++++ Bloco de texto ++++

Texto do jornalista Ricardo Kotscho
Se cobrir, vira circo; se cercar, vira hospício. A velha expressão
popular nunca foi tão adequada para explicar o que aconteceu na noite de
quarta-feira na Câmara, com o picadeiro do toma-lá-dá-cá armado durante
a votação do pacote fiscal do governo, um festival de traições
generalizadas, fisiologia explícita, agressões físicas e palhaçadas a
cargo da "trupe de choque" uniformizada do deputado Paulinho da Força
Sindical.
Só que ali ninguém rasga dinheiro. A moeda de troca - a oficial, pelo
menos - são os cargos federais que estão sendo rateados pelo
coordenador político do governo, o vice Michel Temer, na longa batalha
pela aprovação da medida provisória 665, primeira parte do ajuste fiscal
que muda a concessão de direitos trabalhistas e previdenciários.
Ao final, o governo venceu. Foi uma vitória sofrida, por um placar
bastante apertado (252 a 227), mas pelo menos afastou-se o perigo
iminente da ingovernabilidade, caso o pacote do ministro da Fazenda,
Joaquim Levy, fosse rejeitado.
O placar demonstrou não só a divisão do plenário da Câmara, mas
também o clima de barata voa reinante nos partidos. Aliados votaram
contra o governo ou se ausentaram, enquanto oposicionistas ferozes
votaram a favor do pacote fiscal.
Para se ter uma ideia da zorra reinante na votação, vamos aos números.
Embora a bancada tenha fechado questão, nove deputados do PT, o
partido da presidente, não compareceram à sessão e um votou contra. No
PMDB, o principal partido aliado, 13 deputados do total de 64 votaram
contra o governo. Quer dizer, os dois principais partidos do governo,
que passaram a semana se estranhando, quase empataram no número de
traições.
O campeão foi o PDT do ministro do Trabalho, Manoel Dias, em que toda
a bancada de 19 deputados votou contra a medida provisória. No PP,
foram 18 traições, quase metade da bancada de 39 e, no PTB, exatamente a
metade (12 dos 24).

++++ Registros de dados ++++

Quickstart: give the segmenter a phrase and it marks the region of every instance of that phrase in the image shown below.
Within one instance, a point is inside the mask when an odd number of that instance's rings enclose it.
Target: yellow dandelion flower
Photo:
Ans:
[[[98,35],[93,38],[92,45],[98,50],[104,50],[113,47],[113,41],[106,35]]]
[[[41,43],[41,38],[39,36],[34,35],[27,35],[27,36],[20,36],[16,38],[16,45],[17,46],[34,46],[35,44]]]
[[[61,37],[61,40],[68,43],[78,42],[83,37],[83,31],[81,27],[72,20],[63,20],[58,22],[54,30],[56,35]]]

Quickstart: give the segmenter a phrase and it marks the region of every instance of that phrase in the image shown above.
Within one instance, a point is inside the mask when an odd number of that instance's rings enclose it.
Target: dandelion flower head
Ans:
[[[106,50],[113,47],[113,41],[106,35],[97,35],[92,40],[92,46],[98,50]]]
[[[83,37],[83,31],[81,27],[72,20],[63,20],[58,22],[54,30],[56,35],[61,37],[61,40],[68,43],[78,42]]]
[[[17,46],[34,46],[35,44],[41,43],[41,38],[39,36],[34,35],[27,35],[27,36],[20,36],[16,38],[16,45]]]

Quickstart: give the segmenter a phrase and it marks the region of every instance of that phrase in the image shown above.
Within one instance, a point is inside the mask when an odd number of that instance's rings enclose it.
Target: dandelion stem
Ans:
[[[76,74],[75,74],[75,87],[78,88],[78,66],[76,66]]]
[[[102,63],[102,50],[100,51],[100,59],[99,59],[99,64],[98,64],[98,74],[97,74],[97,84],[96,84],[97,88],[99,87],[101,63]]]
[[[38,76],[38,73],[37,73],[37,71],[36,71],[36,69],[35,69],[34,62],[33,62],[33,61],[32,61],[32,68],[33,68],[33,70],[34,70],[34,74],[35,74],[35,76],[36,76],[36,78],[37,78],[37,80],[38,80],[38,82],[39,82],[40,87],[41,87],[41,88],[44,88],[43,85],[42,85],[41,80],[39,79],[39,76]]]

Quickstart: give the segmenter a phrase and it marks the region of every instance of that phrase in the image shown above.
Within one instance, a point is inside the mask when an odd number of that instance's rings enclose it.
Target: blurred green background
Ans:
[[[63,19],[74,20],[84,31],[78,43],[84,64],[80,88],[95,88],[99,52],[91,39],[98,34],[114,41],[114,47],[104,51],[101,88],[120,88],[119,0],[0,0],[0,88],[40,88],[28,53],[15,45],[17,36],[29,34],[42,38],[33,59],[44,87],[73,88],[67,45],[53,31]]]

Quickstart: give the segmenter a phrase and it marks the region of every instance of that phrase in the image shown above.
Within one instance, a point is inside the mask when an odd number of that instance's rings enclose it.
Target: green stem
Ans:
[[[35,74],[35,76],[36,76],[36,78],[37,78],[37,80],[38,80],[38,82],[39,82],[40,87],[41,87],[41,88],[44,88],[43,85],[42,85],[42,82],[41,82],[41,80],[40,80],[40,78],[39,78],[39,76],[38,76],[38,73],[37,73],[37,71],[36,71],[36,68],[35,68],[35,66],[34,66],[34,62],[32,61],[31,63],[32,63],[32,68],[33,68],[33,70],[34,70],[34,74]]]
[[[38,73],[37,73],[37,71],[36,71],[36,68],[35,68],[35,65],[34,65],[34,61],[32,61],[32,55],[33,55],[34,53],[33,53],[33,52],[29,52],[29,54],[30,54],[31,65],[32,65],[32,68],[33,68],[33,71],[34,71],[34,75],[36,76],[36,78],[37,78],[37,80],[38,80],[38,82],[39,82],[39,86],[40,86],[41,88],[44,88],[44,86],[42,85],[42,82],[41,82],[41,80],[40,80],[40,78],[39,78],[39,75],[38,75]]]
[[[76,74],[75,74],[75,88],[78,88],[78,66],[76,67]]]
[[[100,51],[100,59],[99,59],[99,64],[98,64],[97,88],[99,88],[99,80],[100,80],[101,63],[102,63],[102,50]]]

++++

-- Problemas a resolver --
1. Liste, na ordem em que aparecem, todos os partidos políticos que o texto sobre a votação do pacote fiscal menciona pela sigla.
2. Copie do texto sobre a votação do pacote fiscal o trecho que começa em "Para se ter" e vai até "(12 dos 24).", incluindo essas palavras.

-- Resultados do exercício --
1. PT, PMDB, PDT, PP, PTB

2.
Para se ter uma ideia da zorra reinante na votação, vamos aos números.
Embora a bancada tenha fechado questão, nove deputados do PT, o
partido da presidente, não compareceram à sessão e um votou contra. No
PMDB, o principal partido aliado, 13 deputados do total de 64 votaram
contra o governo. Quer dizer, os dois principais partidos do governo,
que passaram a semana se estranhando, quase empataram no número de
traições.
O campeão foi o PDT do ministro do Trabalho, Manoel Dias, em que toda
a bancada de 19 deputados votou contra a medida provisória. No PP,
foram 18 traições, quase metade da bancada de 39 e, no PTB, exatamente a
metade (12 dos 24).